# READING PASSAGE

##############################

Penn Engineering team showcases ‘eye-on-a-chip’ technology

A team of graduate students from the School of Engineering and Applied Science were among seven finalists at the Collegiate Inventors Competition earlier this week. Cassidy Blundell, Nicholas Perkons, and Jeongyun Seo presented their “eye-on-a-chip” to a team of experts from industry and academia, making the case that their device represents a more reliable, accurate, and ethical alternative to animal testing.

Founded in 1990, the Collegiate Inventors Competition attracts submissions from undergraduate and graduate students who have developed potentially commercializable products in the course of research. In partnership with the United States Patent and Trademark Office, the competition is designed to encourage innovation, entrepreneurship, and creativity with the lure of more than $100,000 in prizes.

“Our eye-on-a-chip addresses one of the most critical issues in health research: a lack of effective preclinical models for disease modeling,” says Seo. “Our device has applications in many industries, ranging from pharmaceutical development to consumer product toxicity screening.”   

The team works in the lab of Dan Huh, the Wilf Family Term Assistant Professor of Bioengineering. Huh’s research involves developing synthetic substitutes for biological systems, otherwise known as organ-on-a-chip devices.

These small plastic chips contain microfluidic channels, carefully designed so that human cells can grow in them in a way that simulates the three-dimensional environments they would normally inhabit in the body.

Huh, along with Donald Ingber of Harvard’s Wyss Institute, received the Design Museum of London’s 2015 Design of the Year award for their lung-, gut- and liver-on-a-chip devices, but the eye-on-a-chip takes their work a step further. In addition to the channels and membranes that allow corneal cells to grow, the team’s eye-on-a-chip features a 3-D-printed, motor-driven eyelid that simulates blinking.

##############################

# WORK TO COMPLETE
1 - For each statement below, say whether it agrees with the eye-on-a-chip article, answering yes or no and quoting the words from the article that settle it. (a) The Collegiate Inventors Competition was founded in 1990. (b) The eye-on-a-chip won the Design Museum of London's 2015 Design of the Year award. (c) The eye-on-a-chip includes an eyelid that simulates blinking.
2 - Output the passage of the eye-on-a-chip article starting at "Penn Engineering team" and ending at "to animal testing.".
3 - List the names of all the graduate students who presented the eye-on-a-chip, according to the eye-on-a-chip article.

##############################

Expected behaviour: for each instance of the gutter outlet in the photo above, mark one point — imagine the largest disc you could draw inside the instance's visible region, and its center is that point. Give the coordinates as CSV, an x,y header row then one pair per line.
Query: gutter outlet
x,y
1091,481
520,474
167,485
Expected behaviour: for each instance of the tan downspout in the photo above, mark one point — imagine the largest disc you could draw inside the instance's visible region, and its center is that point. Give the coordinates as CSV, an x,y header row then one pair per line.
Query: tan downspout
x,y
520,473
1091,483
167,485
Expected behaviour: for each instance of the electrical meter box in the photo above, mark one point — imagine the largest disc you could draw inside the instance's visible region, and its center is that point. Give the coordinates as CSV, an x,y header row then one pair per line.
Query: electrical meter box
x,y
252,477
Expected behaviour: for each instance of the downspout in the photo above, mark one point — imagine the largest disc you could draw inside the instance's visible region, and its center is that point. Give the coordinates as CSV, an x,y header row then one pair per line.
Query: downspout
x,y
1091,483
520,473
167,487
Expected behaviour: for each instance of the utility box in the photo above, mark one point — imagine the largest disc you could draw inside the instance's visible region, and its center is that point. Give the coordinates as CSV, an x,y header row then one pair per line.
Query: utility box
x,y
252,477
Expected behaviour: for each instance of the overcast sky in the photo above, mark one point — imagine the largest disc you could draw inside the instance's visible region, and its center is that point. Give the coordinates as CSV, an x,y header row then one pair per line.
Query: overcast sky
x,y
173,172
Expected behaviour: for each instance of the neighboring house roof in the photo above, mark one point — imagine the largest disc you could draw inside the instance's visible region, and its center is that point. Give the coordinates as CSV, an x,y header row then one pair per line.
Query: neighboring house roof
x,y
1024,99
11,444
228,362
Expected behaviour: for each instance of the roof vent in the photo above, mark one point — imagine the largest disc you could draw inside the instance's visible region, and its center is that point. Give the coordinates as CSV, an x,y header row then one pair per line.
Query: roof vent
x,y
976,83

##############################

# TASK ANSWERS
1 -
(a) Yes: "Founded in 1990, the Collegiate Inventors Competition attracts submissions from undergraduate and graduate students"
(b) No: "received the Design Museum of London’s 2015 Design of the Year award for their lung-, gut- and liver-on-a-chip devices, but the eye-on-a-chip takes their work a step further"
(c) Yes: "the team’s eye-on-a-chip features a 3-D-printed, motor-driven eyelid that simulates blinking"

2 -
Penn Engineering team showcases ‘eye-on-a-chip’ technology

A team of graduate students from the School of Engineering and Applied Science were among seven finalists at the Collegiate Inventors Competition earlier this week. Cassidy Blundell, Nicholas Perkons, and Jeongyun Seo presented their “eye-on-a-chip” to a team of experts from industry and academia, making the case that their device represents a more reliable, accurate, and ethical alternative to animal testing.

3 -
Cassidy Blundell
Nicholas Perkons
Jeongyun Seo